**Document extract**:
****************************************

The final tally was -3 str/con, -17 dex, -1 int/wis/cha, and 2 negative levels before succumbing to an assortment of critical hits and untyped energy damage.

Poor fucker never had a chance.

This is why I never let the players pregame for as long as they want, because they will always bowl over the encounter if they have even the slightest competence. Even a CR20 Balor. Anything. I'm a sucker for improvising (contriving, if need be) some kind of ticking clock once the encounter is known to be imminent, and ten saying, "you have x rounds to prepare. What do you do?" It's usually an in-game time mechanic, like rounds or minutes, but real time works too if they players are really dragging their feet about talking strategy.

This is also awesome, though, and the players rule for having put that much hate on a Balor. :drat:

Speaking of which, I used a powerful sphinx in tonight's D&D5 dungeon crawl, and used a real time clock in the encounter. Since the party is stuck in this huge dungeon, they have to scavenge, steal, or trade for any items that they need. So far, they're been looting rooms and bartering with a clan of goblin merchants, but I just gave them a new way to get some items. There's a (plot important) sphinx holed up in a room they just found. He has been sleeping for a long time and wants to game "in such a way as is tradition for my people." So he'll tell them a riddle and give them 30 seconds to solve it, in real time. (I let characters make INT-based skill checks before the riddle is read to buy them more time if one or more of the rolls re high enough.) The catch is that the party has to "ante" one item. If they can't solve the riddle in the time given, they lose the item. But if they get it, they get that back and an item of slightly more value than what they ante'd. Alternately, they can ante themselves and consent to a good, hard hit from the sphinx (he is part cat, after all). I only did that last part because the sphinx really wanted to play but the party was a little gun-shy about anteing the items they happened to have.

It worked out pretty well. The party won twice and lost once. The time thing worked well, which is nice because I didn't know if it was going to be too much or too little time. They players loved it and got right into it, spazzing out like people in a high-pressure game show.

Railing Kill
Nov 14, 2008

You are the first crack in the sheer face of god. From you it will spread.

gradenko_2000 posted:

I still think there's this huge unexplored design space in structuring combat such that the worst thing that can happen is that you score a normal hit. It would probably even be easier to project an estimated combat length to do it this way.

While I agree with this, I also don't have an issue with misses. My response to anyone bitching about there being a 5 percent chance to miss no matter what is, "Have you ever even seen a real melee? poo poo is chaotic."

There was a Marvel diceless system that let everyone always succeed at using their powers because, as my buddy put it, "when does Wolverine ever fail to SNINCK?" I guess that makes sense in comic book metaphysics, but sword and sorcery doesn't need to be that clean cut (to me, at least).

Railing Kill
Nov 14, 2008

You are the first crack in the sheer face of god. From you it will spread.
A CLOSED MIND IS AN *~open heart~*

Railing Kill
Nov 14, 2008

You are the first crack in the sheer face of god. From you it will spread.

****************************************

**Recorded information**:
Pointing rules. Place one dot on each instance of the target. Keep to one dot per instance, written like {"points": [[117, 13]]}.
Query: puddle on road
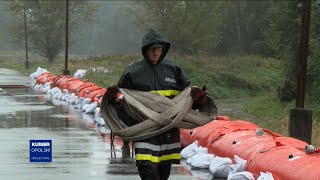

****************************************

**Exercise instructions**:
Pick up the forum thread about running tabletop game encounters and continue it from its final post.

**Answer for the task**:
Holy hell. I just caught up with the thread. It took me hours, but that's what I get for leaving it unread for a few months.

I'm fishing for ideas for a series of articles I'm writing for my blog. The blog is a home for a few different columns I've had in mind about nerd poo poo, and one of them is about taking semi-deep dives into different aspects of GMing, using anecdotes as a way to discuss them. I won't spam the thread with links unless asked, but I can provide them if people want examples. But are there any topics in or challenges to running games that people are curious about exploring in some depth?

Railing Kill
Nov 14, 2008

You are the first crack in the sheer face of god. From you it will spread.

Razorwired posted:

It sounds cool but it might be more suited to somewhere like the GM Advice thread. This one is more focused on anecdotes either about campaigns or terrible nerds and the campaigns they ruin.

Oh, dang. Yeah! I'll go post over there. Thanks!

Railing Kill
Nov 14, 2008

You are the first crack in the sheer face of god. From you it will spread.
I've been running a homebrew of old 7th Sea that a buddy and I wrote a few years back, way before the actual second edition came out. We had a fun case of something on a player's character sheet lying in wait and emerging at the most dramatic/hilarious time.

The campaign's main plot is two-fold. The party is in competition with an evil merchant prince to acquire all the pieces to an ancient relic that turns out to be an airship. It's basically a race to see who can get this piece of tech and spring it on a 1668 world in which it could wreak havoc. The other, increasingly related plot involves a long-lost heir to the Castillian (Spanish) throne. The current king is a boy who is badly over-matched by the Montaigne (French) invaders in his country. The party has found this lost woman who has a claim to the throne over the boy king, and is a powerful practitioner of the supposedly extinct Castillian fire sorcery (and a sign of her ancient royal lineage).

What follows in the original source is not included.